▶ WHAT TO PRODUCE: Identify each line in the material below that contains the word "pedal", and copy those lines out in full.

▶ RECORDS SHOWN:
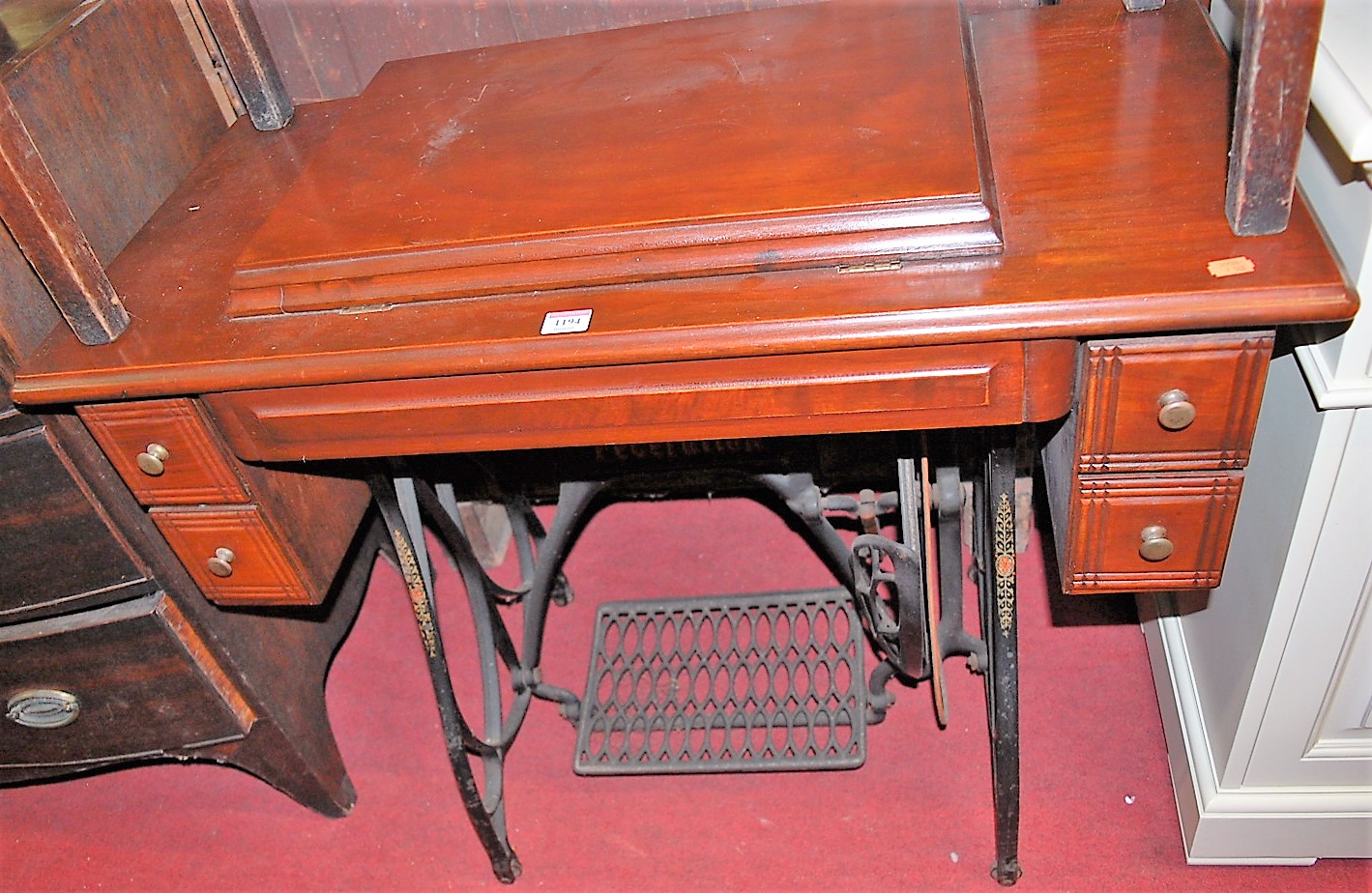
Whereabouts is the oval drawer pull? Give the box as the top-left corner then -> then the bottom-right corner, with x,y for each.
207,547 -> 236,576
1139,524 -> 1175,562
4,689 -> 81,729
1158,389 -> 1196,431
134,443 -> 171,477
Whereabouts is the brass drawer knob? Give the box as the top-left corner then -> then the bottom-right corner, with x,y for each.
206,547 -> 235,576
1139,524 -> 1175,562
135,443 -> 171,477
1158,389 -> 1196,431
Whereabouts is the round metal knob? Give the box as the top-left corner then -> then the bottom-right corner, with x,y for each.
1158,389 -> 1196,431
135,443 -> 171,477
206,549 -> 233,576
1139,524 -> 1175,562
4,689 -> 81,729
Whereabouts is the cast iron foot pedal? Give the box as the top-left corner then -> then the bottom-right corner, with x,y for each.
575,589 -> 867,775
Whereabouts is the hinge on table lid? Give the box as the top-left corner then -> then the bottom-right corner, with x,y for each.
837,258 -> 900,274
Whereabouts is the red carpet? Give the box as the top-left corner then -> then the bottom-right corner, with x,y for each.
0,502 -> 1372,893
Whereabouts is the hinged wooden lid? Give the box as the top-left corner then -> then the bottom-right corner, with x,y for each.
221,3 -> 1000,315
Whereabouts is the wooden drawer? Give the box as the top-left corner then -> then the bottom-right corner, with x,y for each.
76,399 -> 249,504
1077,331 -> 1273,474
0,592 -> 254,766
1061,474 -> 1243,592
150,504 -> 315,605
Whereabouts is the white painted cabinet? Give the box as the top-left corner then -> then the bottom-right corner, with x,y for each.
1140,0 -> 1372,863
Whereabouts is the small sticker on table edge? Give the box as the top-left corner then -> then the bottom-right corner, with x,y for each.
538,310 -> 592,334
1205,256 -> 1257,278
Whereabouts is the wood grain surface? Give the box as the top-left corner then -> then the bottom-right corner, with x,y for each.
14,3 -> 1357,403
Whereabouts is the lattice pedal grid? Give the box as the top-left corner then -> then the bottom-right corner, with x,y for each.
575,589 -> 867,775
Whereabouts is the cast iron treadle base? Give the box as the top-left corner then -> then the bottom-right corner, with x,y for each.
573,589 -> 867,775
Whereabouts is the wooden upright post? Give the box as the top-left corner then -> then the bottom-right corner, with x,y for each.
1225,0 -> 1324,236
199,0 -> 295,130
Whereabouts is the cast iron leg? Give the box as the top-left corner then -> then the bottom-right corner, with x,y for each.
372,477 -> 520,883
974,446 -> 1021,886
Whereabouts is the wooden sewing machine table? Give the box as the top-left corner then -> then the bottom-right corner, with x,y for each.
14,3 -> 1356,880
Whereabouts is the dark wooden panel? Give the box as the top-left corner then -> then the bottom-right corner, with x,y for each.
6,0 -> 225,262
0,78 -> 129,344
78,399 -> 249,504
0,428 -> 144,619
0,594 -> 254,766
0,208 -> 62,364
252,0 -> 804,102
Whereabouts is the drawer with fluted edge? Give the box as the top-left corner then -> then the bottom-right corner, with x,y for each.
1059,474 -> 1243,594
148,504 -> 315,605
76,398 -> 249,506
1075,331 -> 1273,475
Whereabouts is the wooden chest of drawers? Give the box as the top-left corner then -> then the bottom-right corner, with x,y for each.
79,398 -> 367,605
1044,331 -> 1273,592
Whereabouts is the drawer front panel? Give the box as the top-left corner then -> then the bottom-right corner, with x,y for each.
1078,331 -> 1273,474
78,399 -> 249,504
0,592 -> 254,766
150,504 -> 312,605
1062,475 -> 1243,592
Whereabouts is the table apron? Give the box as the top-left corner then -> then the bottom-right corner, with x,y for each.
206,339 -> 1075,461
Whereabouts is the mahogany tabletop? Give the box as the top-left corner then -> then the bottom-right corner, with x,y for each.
--
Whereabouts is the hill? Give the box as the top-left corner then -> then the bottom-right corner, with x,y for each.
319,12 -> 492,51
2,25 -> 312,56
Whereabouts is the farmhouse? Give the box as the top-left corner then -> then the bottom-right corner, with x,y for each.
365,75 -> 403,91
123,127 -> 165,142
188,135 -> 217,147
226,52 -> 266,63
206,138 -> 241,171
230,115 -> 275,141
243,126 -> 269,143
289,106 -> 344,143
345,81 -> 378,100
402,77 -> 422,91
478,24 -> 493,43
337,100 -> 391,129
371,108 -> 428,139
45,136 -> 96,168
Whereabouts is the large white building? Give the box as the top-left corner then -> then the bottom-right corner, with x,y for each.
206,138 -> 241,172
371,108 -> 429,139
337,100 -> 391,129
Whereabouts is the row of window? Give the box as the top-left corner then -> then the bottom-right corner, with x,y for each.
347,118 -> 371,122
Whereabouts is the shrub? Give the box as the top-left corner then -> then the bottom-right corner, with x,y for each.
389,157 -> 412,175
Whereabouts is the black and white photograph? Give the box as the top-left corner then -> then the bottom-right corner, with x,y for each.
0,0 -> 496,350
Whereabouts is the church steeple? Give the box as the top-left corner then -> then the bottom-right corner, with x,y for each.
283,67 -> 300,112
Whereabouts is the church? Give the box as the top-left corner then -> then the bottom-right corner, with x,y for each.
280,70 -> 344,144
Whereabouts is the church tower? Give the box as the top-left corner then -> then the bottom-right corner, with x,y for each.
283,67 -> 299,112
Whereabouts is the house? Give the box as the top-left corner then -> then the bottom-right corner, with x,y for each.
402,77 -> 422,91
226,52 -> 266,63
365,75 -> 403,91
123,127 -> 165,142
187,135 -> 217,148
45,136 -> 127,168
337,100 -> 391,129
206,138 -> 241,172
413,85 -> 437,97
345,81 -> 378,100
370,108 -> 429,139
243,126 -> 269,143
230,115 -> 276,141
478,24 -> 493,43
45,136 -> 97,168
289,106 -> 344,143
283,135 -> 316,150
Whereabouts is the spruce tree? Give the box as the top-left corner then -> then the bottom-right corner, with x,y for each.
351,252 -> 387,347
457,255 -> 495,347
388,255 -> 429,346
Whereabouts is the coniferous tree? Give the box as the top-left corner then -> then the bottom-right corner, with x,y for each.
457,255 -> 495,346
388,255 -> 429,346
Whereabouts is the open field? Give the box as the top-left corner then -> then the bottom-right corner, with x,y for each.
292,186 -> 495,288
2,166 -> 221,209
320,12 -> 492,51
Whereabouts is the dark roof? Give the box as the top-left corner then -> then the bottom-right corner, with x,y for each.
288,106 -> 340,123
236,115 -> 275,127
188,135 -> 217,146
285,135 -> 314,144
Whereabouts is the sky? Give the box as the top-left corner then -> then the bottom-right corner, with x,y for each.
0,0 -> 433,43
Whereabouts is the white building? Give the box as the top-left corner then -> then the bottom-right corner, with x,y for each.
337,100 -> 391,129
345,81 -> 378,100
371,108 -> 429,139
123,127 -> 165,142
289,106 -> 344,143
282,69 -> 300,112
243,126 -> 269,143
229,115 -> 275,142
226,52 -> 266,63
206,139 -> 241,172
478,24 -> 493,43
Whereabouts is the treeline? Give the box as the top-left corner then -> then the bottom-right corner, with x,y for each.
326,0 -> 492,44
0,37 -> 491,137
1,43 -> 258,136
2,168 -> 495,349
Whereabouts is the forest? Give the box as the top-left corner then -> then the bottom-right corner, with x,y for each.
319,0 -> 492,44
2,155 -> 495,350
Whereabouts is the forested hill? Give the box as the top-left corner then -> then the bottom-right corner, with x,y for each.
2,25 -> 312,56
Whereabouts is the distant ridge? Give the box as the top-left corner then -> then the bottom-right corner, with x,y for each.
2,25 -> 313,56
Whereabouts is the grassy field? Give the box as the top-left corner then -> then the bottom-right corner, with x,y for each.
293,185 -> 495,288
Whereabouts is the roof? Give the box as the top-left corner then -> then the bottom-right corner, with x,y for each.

▶ EXERCISE RESULT:
Whereabouts is the cast iron foot pedal? Give the box as the top-left corner then -> then the bottom-right corner, with x,y for each.
Whereabouts is the lattice pedal grid? Give the box as the top-left corner then -> then the bottom-right corner, with x,y for each.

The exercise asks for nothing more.